→ Task input:
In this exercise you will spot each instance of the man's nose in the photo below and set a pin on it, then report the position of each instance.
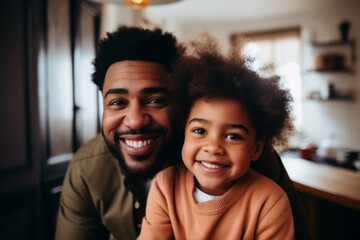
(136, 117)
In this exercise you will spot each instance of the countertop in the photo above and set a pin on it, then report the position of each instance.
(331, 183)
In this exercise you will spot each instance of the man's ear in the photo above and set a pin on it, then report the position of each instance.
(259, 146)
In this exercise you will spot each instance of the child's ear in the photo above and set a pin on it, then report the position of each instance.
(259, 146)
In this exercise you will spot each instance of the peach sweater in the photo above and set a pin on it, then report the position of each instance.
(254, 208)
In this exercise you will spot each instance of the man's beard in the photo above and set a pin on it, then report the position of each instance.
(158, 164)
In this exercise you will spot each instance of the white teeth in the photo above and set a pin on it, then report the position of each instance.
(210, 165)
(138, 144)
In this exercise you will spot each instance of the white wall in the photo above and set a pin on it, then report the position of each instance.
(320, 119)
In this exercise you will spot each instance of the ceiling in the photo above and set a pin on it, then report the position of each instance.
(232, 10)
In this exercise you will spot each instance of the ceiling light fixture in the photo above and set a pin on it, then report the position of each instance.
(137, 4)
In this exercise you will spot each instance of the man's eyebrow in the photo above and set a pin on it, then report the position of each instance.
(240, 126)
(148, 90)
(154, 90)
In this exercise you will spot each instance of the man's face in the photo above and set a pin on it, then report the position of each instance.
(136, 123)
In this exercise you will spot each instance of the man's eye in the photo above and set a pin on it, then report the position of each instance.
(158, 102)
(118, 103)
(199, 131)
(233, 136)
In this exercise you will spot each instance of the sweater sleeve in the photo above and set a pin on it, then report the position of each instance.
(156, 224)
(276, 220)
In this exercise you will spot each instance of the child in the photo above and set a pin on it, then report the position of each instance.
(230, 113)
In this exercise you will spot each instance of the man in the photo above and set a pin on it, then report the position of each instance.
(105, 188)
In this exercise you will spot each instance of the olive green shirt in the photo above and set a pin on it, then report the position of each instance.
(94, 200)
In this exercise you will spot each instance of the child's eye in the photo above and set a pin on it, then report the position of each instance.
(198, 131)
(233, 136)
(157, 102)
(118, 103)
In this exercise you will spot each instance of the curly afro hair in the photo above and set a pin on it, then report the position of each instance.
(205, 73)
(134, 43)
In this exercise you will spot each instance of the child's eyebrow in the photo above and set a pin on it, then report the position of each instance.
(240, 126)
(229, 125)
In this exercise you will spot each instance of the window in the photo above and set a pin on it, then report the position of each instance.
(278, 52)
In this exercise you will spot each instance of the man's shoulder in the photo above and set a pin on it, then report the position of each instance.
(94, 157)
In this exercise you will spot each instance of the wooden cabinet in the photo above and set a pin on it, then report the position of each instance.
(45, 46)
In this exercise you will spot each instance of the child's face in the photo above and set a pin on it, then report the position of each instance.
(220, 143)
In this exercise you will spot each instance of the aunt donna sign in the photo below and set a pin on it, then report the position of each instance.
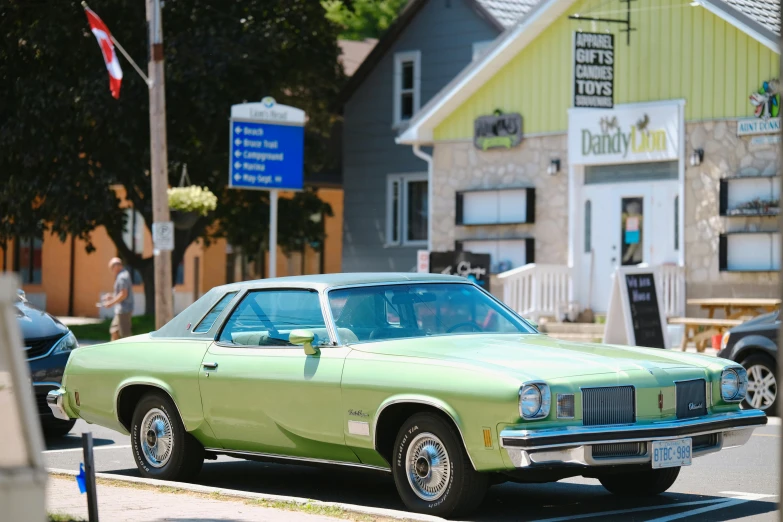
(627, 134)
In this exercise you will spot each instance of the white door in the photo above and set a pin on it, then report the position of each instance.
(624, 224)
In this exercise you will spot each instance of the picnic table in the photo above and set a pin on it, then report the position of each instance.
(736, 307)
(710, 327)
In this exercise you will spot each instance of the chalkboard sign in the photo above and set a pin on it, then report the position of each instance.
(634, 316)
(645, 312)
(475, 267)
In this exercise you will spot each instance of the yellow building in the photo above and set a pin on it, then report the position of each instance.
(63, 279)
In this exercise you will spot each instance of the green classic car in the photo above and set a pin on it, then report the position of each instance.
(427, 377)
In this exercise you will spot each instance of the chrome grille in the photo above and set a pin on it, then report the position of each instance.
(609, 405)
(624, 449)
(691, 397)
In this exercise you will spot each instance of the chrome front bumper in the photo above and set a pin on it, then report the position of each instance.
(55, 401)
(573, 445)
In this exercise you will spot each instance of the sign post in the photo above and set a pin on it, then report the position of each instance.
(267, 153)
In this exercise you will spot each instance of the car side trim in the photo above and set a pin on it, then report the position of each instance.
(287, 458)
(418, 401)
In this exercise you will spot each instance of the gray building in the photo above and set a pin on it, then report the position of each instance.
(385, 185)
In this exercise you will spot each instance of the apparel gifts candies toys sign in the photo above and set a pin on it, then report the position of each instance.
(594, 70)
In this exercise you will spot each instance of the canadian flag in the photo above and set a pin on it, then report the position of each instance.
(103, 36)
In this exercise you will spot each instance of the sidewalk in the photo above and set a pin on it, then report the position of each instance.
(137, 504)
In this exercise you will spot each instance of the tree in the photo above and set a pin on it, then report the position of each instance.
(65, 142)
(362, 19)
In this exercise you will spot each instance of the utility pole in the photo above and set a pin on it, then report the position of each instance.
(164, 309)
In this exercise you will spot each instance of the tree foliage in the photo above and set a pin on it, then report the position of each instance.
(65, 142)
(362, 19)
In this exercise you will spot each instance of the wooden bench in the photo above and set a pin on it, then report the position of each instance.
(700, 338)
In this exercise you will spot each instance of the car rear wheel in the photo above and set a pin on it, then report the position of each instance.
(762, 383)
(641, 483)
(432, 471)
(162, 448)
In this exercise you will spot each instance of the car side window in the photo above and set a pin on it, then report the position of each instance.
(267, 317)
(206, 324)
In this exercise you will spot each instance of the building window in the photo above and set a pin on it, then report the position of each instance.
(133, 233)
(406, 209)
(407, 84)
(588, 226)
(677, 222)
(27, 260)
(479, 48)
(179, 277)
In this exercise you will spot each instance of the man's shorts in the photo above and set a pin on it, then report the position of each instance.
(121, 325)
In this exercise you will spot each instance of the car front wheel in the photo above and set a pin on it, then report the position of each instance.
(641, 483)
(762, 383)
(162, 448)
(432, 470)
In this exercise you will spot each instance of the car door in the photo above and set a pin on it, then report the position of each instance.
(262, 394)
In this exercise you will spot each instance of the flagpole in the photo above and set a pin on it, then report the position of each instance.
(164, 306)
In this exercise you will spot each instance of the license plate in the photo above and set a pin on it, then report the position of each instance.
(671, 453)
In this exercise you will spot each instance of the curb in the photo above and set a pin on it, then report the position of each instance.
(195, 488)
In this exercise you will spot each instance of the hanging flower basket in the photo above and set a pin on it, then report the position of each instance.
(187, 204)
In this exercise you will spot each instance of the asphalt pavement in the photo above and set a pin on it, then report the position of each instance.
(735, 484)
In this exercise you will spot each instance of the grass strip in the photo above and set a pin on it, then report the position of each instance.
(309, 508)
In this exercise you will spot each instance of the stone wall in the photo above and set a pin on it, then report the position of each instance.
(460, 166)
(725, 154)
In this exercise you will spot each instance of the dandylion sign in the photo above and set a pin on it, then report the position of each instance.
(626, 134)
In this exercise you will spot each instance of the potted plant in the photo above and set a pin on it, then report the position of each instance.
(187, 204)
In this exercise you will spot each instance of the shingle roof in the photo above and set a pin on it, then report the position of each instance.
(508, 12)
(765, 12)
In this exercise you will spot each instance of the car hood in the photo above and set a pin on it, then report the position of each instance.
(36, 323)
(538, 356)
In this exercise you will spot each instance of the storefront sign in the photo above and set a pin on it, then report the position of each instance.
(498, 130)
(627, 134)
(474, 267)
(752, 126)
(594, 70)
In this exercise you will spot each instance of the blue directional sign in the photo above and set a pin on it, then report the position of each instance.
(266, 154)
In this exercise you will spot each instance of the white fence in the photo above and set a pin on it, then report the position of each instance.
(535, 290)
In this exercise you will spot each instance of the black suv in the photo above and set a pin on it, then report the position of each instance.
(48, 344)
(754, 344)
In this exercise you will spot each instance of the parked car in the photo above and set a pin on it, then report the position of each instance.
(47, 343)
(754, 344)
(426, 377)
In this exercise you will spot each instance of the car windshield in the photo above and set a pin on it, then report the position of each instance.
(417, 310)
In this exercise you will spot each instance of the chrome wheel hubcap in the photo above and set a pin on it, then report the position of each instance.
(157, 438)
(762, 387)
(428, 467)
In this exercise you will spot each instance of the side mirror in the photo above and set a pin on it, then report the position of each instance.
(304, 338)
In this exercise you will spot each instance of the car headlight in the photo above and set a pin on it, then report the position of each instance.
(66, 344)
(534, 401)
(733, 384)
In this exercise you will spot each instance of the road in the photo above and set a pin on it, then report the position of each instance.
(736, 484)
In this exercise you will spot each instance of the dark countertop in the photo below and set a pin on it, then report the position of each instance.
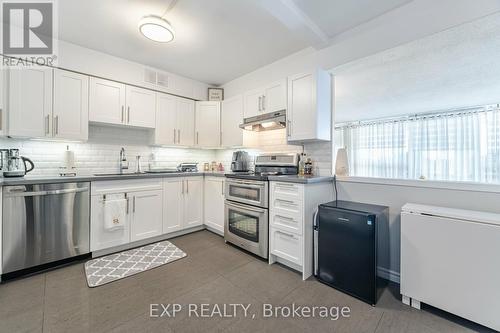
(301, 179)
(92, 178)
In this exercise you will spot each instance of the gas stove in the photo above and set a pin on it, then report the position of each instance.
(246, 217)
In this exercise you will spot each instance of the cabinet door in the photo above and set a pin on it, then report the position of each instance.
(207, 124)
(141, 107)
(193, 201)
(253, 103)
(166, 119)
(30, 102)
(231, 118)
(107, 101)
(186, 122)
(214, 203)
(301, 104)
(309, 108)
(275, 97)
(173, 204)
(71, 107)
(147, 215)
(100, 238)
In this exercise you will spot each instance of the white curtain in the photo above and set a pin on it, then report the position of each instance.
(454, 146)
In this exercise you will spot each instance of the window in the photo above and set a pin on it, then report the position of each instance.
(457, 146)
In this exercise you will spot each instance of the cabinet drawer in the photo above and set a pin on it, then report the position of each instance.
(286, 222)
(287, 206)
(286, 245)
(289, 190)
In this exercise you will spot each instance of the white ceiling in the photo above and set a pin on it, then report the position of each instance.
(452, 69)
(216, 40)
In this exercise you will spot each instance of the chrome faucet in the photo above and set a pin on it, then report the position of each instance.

→ The exercise: Take the line containing "the side mirror" and every line after it up to the end of the entries, and quote them exactly. Both ends count; the pictures do not.

→ Response:
In this exercise you will spot each instance of the side mirror in the photo above and set a pin on it, then report the position of each instance.
(304, 338)
In this exercise you will spot each instance of the car headlight in the photo above and set a pin on it, then report the position of each instance.
(66, 344)
(534, 401)
(733, 384)
In this exercise you will spot each instance of the road in the photo above and set a pin on it, then report the position of each instance.
(736, 484)
In this exercise you will spot each instance of the dark countertop in the photo below and set a pin on it, then report the position of each instance.
(301, 179)
(92, 178)
In this exercise you will spot each instance of the gas stove in the photo above and set a pin on it, then report the position of each instance.
(246, 217)
In this exercise you will spot each instance of the cabinet door in the photo above and set a pin on it, then report the position of each instance.
(207, 124)
(141, 107)
(193, 201)
(253, 103)
(166, 119)
(30, 102)
(231, 118)
(107, 101)
(186, 122)
(214, 203)
(301, 104)
(309, 108)
(275, 97)
(173, 204)
(71, 107)
(147, 215)
(100, 238)
In this exercise you will spot each instance of the white curtain in the photo above and set a pin on it, then report the position of each instance.
(454, 146)
In this exercise you will spot each instance of the window in the photo above and set a pin on it, then report the position of each instance.
(457, 146)
In this exercise you will spot each instance of the cabinet drawer in the photo above and set a pin on it, then report the position of each instance.
(286, 222)
(287, 206)
(286, 245)
(289, 190)
In this exercise you will spot each instance of the white ceiling in the photo above and set a pin on it, then report the position of each instance.
(452, 69)
(216, 40)
In this exercise you will spot each instance of the chrome faucet in the photo above and set a pin on it, then report the position of each instance.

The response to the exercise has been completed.